• **AIM A**:
Answer these questions about the Vietnam War essay:
(i) According to the essay, how many student protesters did the Ohio National Guard kill and wound at Kent State?
(ii) During which war does the essay say the national habit of thanking a Vet for his/her service began?
(iii) How old is Judd?

• **SUPPLIED TEXT**:
· · · ·

My high school drama teacher wanted me to attend Kent State University because of the theater program the college offered. I didn’t go there but if I had, although not likely, I could have been in the middle of the mess when Ohio National Guard fired into a group of student protesters, killing four and wounding nine, in May of 1970. But that heart-stopping moment when I heard the news I felt a painful connection, even though I had no affiliation to the university or any student there. I didn’t even live in Ohio anymore. But it was a moment inspired by the deep empathetic emotion created in an era of high passion for what was then considered to be a righteous cause. 

I’m pretty sure Judd thought he was going to enlighten me when he opened the subject and wasn’t expecting all the things I was able to tell him about the Vietnam War in the handful of moments it took to return home. I might have unloaded a bit. Remnants of long-quelled passion perhaps? 

Summing it up and keeping it all relevant though, I told him our collective national attitude today about thanking a Vet for his/her service began during the Gulf War as a mea culpa from the terrible way the Vietnam Vets were treated when they returned after the war was ended when troops were flown in on transport planes in the middle of the night to avoid angry crowds gathered to continue beating their dead horse. 

For the record, I thought that was very wrong. I had my own opinion about who to blame for the war (that was not actually referred to as a war, rhetoric being so important to manipulate opinion and all). But the national idealistic mindset had gone from being opposed to the war to taking it out on the soldiers who had no other choice but to follow orders. Of those who returned alive, many came back to finish out forever ruined lives. Many came back damaged in all sorts of ways, physically and mentally. Many refused to speak of their life-altering experiences ever again.

Isn’t that how it always goes though? A collectively adopted opinion, whether right or wrong, senseless or not, becomes a stream of consciousness that people plug into for no other reason than everyone else is doing it because it ‘feels’ right. Passion is a highly moldable human vulnerability after all.

I seized the opportunity of that teachable moment to explain to my grandson that we make the effort today to appreciate and thank the men and women who put their lives on the line for us because there was an emotionally driven time once where we lost our way and let our passions for the idealism of the cause blind us to the reality as more than 56,000 young men and women died and many more were never the same again. Some were just kids I went to school with. That it took decades to finally come to grips with that reality so that a memorial could be erected for those lost in Vietnam is quite telling. 

As we pulled into the driveway, Judd concluded it was all political. I did mention he is only 11 didn’t I?

· · · ·

• **Point annotation records**:

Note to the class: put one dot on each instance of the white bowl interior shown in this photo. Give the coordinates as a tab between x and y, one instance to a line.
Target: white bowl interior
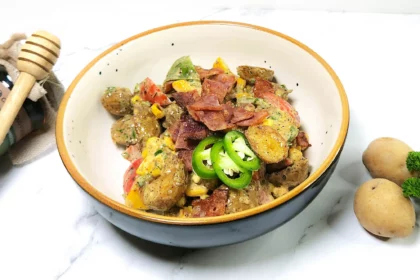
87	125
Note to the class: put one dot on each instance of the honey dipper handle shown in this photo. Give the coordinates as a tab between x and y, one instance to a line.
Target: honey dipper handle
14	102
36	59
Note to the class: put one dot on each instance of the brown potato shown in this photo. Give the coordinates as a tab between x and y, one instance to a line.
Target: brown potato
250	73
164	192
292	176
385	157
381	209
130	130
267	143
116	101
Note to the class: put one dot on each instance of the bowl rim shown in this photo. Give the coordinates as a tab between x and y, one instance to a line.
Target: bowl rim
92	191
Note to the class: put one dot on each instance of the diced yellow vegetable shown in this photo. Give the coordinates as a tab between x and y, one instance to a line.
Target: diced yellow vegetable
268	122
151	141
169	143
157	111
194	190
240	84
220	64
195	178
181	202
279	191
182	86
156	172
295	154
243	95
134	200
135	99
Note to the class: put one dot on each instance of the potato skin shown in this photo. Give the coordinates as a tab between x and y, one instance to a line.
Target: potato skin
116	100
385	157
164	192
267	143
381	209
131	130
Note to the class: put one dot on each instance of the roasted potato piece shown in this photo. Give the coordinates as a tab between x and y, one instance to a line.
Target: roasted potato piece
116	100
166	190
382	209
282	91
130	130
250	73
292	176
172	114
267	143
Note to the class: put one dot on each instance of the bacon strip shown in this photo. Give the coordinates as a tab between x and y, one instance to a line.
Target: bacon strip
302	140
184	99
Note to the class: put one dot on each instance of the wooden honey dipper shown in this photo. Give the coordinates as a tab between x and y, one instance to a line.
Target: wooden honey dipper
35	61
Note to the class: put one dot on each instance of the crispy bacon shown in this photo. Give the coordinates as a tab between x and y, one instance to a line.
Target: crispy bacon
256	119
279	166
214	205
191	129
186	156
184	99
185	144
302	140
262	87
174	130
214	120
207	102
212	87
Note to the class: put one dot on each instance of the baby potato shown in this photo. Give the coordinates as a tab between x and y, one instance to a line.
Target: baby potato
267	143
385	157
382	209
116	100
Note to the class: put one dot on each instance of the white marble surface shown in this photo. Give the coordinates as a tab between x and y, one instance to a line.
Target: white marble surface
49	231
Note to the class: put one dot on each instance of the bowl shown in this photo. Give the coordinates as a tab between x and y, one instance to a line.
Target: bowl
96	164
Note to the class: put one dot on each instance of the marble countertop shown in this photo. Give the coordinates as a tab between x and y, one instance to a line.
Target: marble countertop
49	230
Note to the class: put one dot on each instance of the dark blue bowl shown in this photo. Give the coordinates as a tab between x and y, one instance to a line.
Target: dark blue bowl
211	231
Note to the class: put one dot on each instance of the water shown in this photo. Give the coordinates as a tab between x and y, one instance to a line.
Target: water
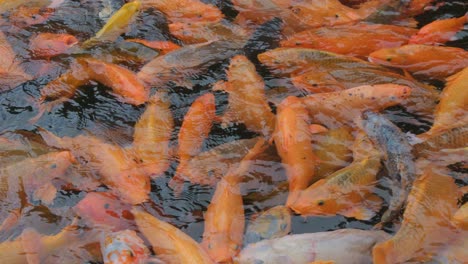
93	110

· · · ·

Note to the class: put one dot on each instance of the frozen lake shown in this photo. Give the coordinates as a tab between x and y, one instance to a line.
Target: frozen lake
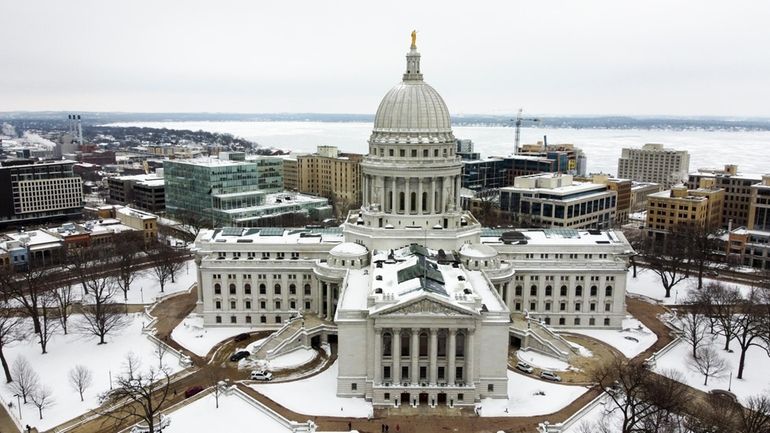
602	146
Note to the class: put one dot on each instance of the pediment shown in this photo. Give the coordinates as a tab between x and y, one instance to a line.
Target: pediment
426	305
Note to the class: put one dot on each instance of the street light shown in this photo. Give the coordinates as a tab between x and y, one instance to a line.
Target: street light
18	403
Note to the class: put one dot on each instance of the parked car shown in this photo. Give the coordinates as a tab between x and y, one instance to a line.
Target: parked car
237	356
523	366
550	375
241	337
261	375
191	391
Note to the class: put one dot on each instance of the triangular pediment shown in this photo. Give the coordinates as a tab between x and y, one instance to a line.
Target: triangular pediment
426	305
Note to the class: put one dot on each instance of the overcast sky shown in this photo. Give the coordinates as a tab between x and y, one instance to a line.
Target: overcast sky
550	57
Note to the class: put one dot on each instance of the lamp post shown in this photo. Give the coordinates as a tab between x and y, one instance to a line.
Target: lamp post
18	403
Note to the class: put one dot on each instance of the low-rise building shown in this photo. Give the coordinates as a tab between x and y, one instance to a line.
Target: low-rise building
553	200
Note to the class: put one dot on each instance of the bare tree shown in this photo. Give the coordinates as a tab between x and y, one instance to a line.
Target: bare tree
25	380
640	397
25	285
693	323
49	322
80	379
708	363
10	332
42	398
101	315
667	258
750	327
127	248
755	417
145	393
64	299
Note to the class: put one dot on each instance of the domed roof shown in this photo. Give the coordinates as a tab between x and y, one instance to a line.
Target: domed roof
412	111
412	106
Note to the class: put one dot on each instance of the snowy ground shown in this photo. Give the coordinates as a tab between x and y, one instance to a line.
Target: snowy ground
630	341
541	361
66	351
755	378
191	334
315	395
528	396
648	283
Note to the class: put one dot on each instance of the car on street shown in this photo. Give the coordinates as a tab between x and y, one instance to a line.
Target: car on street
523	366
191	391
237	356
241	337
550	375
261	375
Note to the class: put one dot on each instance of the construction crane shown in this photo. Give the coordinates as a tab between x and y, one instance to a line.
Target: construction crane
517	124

· · · ·

• **AIM B**:
How many lines in the rows above contain the word "water"? Reply with the number only.

• **TASK RESPONSE A**:
(i) Four killed and nine wounded.
(ii) The Gulf War.
(iii) 11.

• **TASK RESPONSE B**:
2